--- start LISTING ---

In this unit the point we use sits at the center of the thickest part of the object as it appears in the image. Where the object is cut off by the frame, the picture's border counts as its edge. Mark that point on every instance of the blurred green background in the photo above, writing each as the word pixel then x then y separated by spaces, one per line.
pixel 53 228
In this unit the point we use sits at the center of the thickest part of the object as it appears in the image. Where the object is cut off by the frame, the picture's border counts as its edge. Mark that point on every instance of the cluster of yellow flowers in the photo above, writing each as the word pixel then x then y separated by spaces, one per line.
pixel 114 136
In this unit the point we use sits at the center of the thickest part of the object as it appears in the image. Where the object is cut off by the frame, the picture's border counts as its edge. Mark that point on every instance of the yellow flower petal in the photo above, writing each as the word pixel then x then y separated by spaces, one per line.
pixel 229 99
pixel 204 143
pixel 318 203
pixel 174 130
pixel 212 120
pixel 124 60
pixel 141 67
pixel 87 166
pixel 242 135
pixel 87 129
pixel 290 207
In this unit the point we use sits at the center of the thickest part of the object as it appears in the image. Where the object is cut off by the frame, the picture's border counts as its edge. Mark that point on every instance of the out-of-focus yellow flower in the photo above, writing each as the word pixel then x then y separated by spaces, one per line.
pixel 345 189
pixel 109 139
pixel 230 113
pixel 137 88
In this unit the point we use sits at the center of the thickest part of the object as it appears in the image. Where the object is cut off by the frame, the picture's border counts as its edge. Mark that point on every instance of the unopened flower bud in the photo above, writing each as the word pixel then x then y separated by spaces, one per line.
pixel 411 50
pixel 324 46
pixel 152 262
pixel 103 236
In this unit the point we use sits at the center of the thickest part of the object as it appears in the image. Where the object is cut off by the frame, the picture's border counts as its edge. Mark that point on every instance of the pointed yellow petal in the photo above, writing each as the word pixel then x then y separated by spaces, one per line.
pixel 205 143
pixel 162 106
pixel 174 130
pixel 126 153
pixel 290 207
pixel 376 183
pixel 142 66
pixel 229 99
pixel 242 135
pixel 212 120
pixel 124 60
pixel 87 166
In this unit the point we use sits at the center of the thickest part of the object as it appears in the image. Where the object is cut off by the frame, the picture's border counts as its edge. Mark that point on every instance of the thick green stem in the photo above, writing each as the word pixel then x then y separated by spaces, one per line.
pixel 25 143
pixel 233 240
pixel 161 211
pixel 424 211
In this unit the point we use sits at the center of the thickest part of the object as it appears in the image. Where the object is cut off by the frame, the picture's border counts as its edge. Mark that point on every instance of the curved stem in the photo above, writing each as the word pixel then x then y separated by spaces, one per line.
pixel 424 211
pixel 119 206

--- end LISTING ---

» **EXERCISE INSTRUCTIONS**
Can you give every line of the entries above as a JSON list of strings, one string per line, leaving out any blank lines?

» **COMPLETE OUTPUT**
[
  "In this unit the point we use sits at the center of the thickest part of the object as it appears in the image. Where the object is cut off by the frame, the picture's border counts as its edge. Mark that point on every instance of the blurred green background in the photo above, writing each as the word pixel then x then y separated by spaces, one per line.",
  "pixel 53 228",
  "In this unit the point we use sits at the center of the thickest part of the object as it appears in the image. Where the object is cut off by the frame, the picture's border counts as its edge. Mark that point on every instance of the cluster of yellow flowers in the photo above, writing each as the word pixel then x then y separated by spaces, one per line.",
  "pixel 114 136",
  "In this unit the point we use sits at the center of the thickest part of the object as it appears in the image. Where the object is cut off by the frame, the picture's border counts as its edge. Mark that point on every instance of the yellow flower petal in the photo above, writing each as the word pixel then x then y separated by spaces, one per line.",
  "pixel 229 99",
  "pixel 204 143",
  "pixel 318 203",
  "pixel 174 130",
  "pixel 212 120",
  "pixel 124 60",
  "pixel 141 67",
  "pixel 87 166",
  "pixel 242 135",
  "pixel 87 129",
  "pixel 290 207",
  "In this unit the point we use sits at the center of the thickest part of the object as it appears in the image. Where the object is cut off by the frame, the picture's border counts as its edge. Mark that point on every instance of the out-of-focus yellow flower in the photo above, writing each as the word pixel then x then y separated by spaces, one per line.",
  "pixel 345 189",
  "pixel 109 139",
  "pixel 230 113",
  "pixel 137 88",
  "In this unit the point we use sits at the center of the thickest part of the object as it appears in the image. Where the object is cut off by the frame, the picture's border counts as its edge. Mark that point on every instance of the unopened flower bud in the photo above, writing each as the word pixel then x then y separated by spaces, one per line.",
  "pixel 411 50",
  "pixel 324 46",
  "pixel 152 262",
  "pixel 103 236",
  "In this unit the point we use sits at the center of the thickest part of the object as it appears in the image. Where the object is cut off by the frame, the picture's border counts as its edge. Mark that point on every instance of the pointed yellow petal in the photo above, writing each as the word pixel then x then y separated by spaces, one per line.",
  "pixel 205 143",
  "pixel 162 106",
  "pixel 174 130",
  "pixel 126 153",
  "pixel 290 207",
  "pixel 376 183",
  "pixel 142 66",
  "pixel 229 99",
  "pixel 242 135",
  "pixel 212 120",
  "pixel 124 60",
  "pixel 87 166",
  "In this unit the point we use sits at the center of the thickest part of the object as it appears in the image. Where the object is cut off by the frame, the picture's border counts as its edge. Mark that point on every instance of the thick green stem in the photo above, writing each as the word pixel then x then y separated by spaces, one per line.",
  "pixel 25 143",
  "pixel 233 240",
  "pixel 161 211",
  "pixel 424 211",
  "In this unit the point we use sits at the center of the thickest part of the object as it appears in the image. Where the object is cut off by the frame, the picture's border counts as its edge. Mark that point on every instance of the curved stem in the photo above, writing each as the word pixel then x then y separated by spaces, one per line.",
  "pixel 424 211",
  "pixel 119 206"
]